━━━━━ THE RECORDS
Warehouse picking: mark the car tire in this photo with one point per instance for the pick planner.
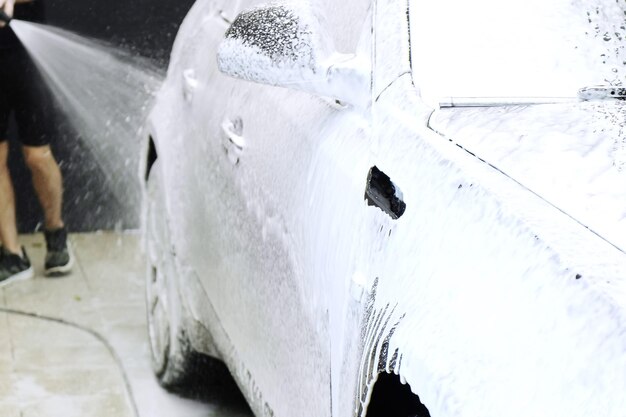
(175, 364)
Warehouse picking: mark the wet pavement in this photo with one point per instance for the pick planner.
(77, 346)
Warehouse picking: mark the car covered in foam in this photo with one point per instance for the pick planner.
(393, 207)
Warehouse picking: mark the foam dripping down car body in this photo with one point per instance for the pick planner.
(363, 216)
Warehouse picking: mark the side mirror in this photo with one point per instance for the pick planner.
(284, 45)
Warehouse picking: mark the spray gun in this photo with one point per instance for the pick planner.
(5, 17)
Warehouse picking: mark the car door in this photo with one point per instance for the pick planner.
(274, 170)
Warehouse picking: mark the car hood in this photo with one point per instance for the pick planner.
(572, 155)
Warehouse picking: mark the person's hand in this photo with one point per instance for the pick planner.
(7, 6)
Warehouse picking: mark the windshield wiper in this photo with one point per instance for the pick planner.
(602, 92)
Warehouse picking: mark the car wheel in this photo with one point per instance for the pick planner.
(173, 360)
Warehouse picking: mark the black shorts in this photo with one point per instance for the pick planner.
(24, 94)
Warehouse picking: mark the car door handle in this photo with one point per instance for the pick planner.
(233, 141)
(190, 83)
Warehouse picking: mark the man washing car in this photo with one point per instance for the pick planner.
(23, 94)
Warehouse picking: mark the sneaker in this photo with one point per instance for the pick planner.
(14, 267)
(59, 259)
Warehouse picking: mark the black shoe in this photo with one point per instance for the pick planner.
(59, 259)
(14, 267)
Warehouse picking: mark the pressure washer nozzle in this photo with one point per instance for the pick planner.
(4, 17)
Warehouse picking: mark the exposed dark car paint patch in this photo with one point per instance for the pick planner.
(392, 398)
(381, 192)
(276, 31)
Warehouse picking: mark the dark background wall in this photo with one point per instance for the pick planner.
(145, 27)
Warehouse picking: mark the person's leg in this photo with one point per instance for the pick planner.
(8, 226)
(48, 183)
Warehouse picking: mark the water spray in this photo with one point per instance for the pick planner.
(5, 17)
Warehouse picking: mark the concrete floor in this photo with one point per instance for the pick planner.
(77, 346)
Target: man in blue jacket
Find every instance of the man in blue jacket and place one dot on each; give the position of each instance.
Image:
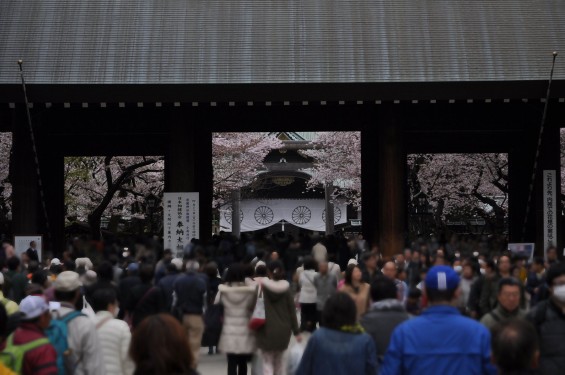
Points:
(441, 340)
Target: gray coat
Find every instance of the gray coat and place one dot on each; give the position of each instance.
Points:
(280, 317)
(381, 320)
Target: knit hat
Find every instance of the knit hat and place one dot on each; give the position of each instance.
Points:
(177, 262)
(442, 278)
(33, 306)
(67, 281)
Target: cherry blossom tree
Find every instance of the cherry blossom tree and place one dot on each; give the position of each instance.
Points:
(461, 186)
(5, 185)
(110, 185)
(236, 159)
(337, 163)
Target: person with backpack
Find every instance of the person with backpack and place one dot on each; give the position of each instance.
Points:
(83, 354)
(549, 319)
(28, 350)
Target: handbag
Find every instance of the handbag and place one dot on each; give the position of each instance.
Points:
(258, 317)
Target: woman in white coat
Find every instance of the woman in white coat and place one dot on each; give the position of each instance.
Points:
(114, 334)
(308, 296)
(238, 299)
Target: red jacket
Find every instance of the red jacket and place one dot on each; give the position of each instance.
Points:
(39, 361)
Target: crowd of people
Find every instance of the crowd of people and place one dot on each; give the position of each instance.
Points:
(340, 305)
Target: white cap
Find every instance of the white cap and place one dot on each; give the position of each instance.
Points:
━━━━━━━━━━
* [WHAT TO PRODUCE]:
Render every line of the entries above as a JSON list of strings, one string per line, omitting blank lines and leaving out the pictures.

* [WRITTEN SOLUTION]:
[
  "Warehouse picking: mark the car tire in this photo with one point per instance for the pick planner.",
  "(175, 364)",
  "Warehouse picking: mark the wet pavement in this photo with one point per instance for the pick planner.",
  "(77, 346)",
  "Warehouse picking: mark the car covered in foam in this photo with one point per instance for the pick planner.",
  "(393, 207)",
  "Warehouse picking: mark the foam dripping down car body in this photo with one point per instance for the pick planner.",
  "(363, 216)",
  "Warehouse picking: mark the side mirror in this photo with one point per instance for the pick planner.",
  "(284, 45)",
  "Warehouse picking: mark the spray gun in this photo with one point per instance for the pick planner.",
  "(5, 17)",
  "Warehouse picking: mark the car door in this photo with one point per instance for the pick planner.",
  "(274, 170)",
  "Warehouse picking: mark the car hood in this photo with one point per instance for the pick planner.",
  "(572, 155)",
  "Warehouse picking: mark the person's hand in this photo with one point per instance for the pick planner.",
  "(7, 6)",
  "Warehouse picking: mark the windshield wiper in this photo with one point per instance for the pick planner.",
  "(602, 92)",
  "Warehouse picking: mark the car wheel in this photo with one point per instance for the pick planner.",
  "(173, 360)",
  "Warehouse picking: mark the black shorts in this photo with one point per instance for the pick planner.",
  "(24, 94)",
  "Warehouse picking: mark the car door handle in this photo with one point per instance for the pick planner.",
  "(233, 141)",
  "(190, 83)",
  "Warehouse picking: mark the man washing car in this photo with one point per instance for the pick planner.",
  "(23, 94)",
  "Warehouse picking: mark the sneaker in this photo with one point per instance for the pick planner.",
  "(14, 267)",
  "(59, 259)",
  "Warehouse picking: mark the black shoe in this photo with one point per instance for the pick planner.",
  "(59, 259)",
  "(14, 267)",
  "Warehouse picking: mark the pressure washer nozzle in this photo with one point per instance for the pick planner.",
  "(4, 17)",
  "Warehouse picking: mark the exposed dark car paint patch in this photo with one point per instance for the pick planner.",
  "(392, 398)",
  "(381, 192)",
  "(276, 31)",
  "Warehouse picking: mark the dark background wall in this photo with one point per instance for the pick planner.",
  "(145, 27)",
  "Warehouse picking: mark the person's leg in this photo with one point per instance for the pick planner.",
  "(8, 226)",
  "(48, 183)",
  "Warehouse picking: mark the water spray in this photo with one point per instance for the pick planner.",
  "(5, 17)",
  "Warehouse picking: mark the concrete floor in this photo with one point per instance for the pick planner.",
  "(77, 346)",
  "Target: man in blue jacket",
  "Find every instance of the man in blue jacket and place one dot on each; give the position of each instance.",
  "Image:",
  "Points:",
  "(441, 340)",
  "Target: gray coat",
  "Find every instance of the gray coat and place one dot on each; give the position of each instance.",
  "Points:",
  "(280, 317)",
  "(381, 320)",
  "Target: knit hat",
  "Find every instance of the knit hat and place one dot on each; give the position of each instance.",
  "Points:",
  "(177, 262)",
  "(442, 278)",
  "(33, 306)",
  "(67, 281)",
  "Target: cherry blossom tree",
  "Find every instance of the cherry blossom tree and place one dot on each; give the position of each instance.",
  "Points:",
  "(461, 186)",
  "(5, 185)",
  "(110, 185)",
  "(236, 159)",
  "(337, 163)",
  "Target: person with backpack",
  "Find every instance of the person with backpack and place one dot on each; give the position of each instance.",
  "Points:",
  "(83, 354)",
  "(549, 319)",
  "(28, 350)",
  "Target: handbag",
  "Find every instance of the handbag and place one dot on each; give the position of each instance.",
  "Points:",
  "(258, 317)",
  "Target: woman in white coat",
  "Find every instance of the woman in white coat and place one dot on each; give the position of each instance.",
  "Points:",
  "(114, 334)",
  "(308, 296)",
  "(238, 299)",
  "Target: red jacket",
  "Find every instance of the red jacket and place one dot on each; give the position of each instance.",
  "Points:",
  "(39, 361)",
  "Target: crowd of people",
  "Find every instance of the crowd of people and place one dot on each; give the position of each instance.",
  "Points:",
  "(340, 305)",
  "Target: white cap",
  "Find every instance of the white cap and place one dot on each; give the position of each instance.",
  "Points:"
]